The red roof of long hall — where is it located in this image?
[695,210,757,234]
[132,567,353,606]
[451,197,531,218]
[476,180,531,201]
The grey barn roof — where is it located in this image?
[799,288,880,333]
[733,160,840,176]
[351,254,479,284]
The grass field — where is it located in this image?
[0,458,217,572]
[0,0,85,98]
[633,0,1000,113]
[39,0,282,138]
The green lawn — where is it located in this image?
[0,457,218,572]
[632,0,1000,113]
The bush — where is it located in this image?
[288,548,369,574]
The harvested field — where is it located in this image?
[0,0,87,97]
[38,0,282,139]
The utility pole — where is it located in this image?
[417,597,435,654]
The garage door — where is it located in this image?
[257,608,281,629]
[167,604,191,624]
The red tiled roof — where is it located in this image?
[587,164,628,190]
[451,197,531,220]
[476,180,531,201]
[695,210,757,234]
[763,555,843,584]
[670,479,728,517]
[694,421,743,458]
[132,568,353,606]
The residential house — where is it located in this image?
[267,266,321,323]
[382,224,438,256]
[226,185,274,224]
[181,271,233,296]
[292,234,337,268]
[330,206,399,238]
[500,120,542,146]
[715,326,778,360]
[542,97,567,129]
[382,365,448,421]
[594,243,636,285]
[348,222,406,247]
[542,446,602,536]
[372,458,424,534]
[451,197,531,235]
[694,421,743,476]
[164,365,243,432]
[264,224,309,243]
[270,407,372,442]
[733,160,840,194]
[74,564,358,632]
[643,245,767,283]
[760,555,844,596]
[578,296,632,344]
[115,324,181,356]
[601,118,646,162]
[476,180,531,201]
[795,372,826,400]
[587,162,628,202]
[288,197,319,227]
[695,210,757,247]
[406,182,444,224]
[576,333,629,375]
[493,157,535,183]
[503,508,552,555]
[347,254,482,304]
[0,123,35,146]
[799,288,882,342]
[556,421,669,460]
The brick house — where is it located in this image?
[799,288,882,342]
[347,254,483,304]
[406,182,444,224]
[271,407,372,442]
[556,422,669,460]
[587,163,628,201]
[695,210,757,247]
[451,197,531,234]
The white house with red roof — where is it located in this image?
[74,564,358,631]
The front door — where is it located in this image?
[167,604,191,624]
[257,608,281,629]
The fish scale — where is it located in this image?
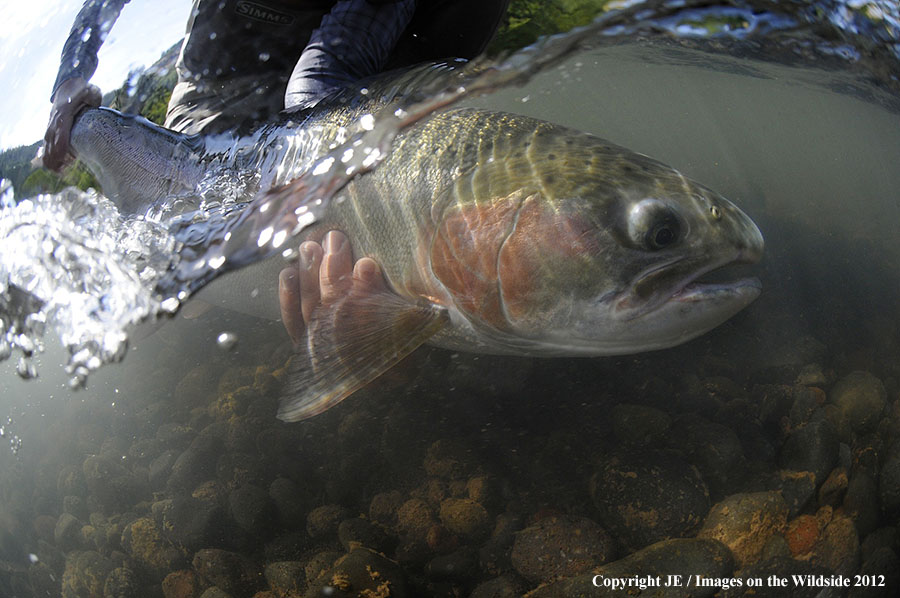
[73,64,763,421]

Task to carry out.
Copy out every one of the lines above word for word, and leave the picture out of your answer.

Result of this exercise.
The red roof of long hall — where is it located in this image?
[695,210,757,234]
[132,567,353,606]
[451,197,531,218]
[476,180,531,201]
The grey barn roof — where is it located in this image?
[799,288,880,333]
[733,160,840,176]
[351,254,479,284]
The grass field — where is it located in this image?
[0,458,217,572]
[0,0,85,98]
[633,0,1000,113]
[39,0,282,138]
The green lawn — where is it located in this image?
[0,457,218,572]
[632,0,1000,113]
The bush — where is it located in this image?
[288,548,369,574]
The harvested field — where is it located in this image?
[0,0,87,97]
[38,0,282,139]
The utility pole — where is it located in this image?
[417,597,435,654]
The garage door — where is it located in this image?
[257,608,281,629]
[167,604,191,624]
The red tiled roof — where is it located in this image?
[587,164,628,190]
[451,197,531,220]
[476,180,531,201]
[695,210,757,234]
[763,555,843,584]
[670,479,728,517]
[694,421,743,458]
[132,568,353,606]
The residential house — where is it located in this image?
[267,266,321,323]
[382,224,438,256]
[226,185,274,224]
[181,271,233,296]
[292,234,337,268]
[330,206,399,238]
[500,120,542,146]
[715,326,778,360]
[542,97,567,129]
[382,365,448,421]
[594,243,636,285]
[348,222,406,247]
[542,446,602,536]
[372,458,424,534]
[451,197,531,235]
[694,421,743,476]
[164,365,243,432]
[264,224,309,243]
[270,407,372,442]
[733,160,840,194]
[74,564,358,632]
[643,245,767,283]
[760,555,844,596]
[578,296,632,344]
[115,324,181,356]
[601,118,646,162]
[476,180,531,201]
[795,372,826,400]
[587,162,628,202]
[288,197,319,227]
[695,210,757,247]
[406,182,444,224]
[576,333,629,375]
[493,157,535,183]
[503,508,552,555]
[347,254,482,304]
[0,123,35,146]
[799,288,882,342]
[556,421,669,460]
The brick house — where is it located in this image?
[799,288,882,342]
[347,254,483,304]
[406,182,444,224]
[271,407,372,442]
[556,422,669,460]
[587,163,628,201]
[695,210,757,247]
[451,197,531,234]
The white house with red roof — where is it located in this image?
[74,564,358,631]
The front door — where is it located in this image?
[167,604,191,624]
[257,608,281,629]
The fish scale — where is it located in this image?
[73,64,763,421]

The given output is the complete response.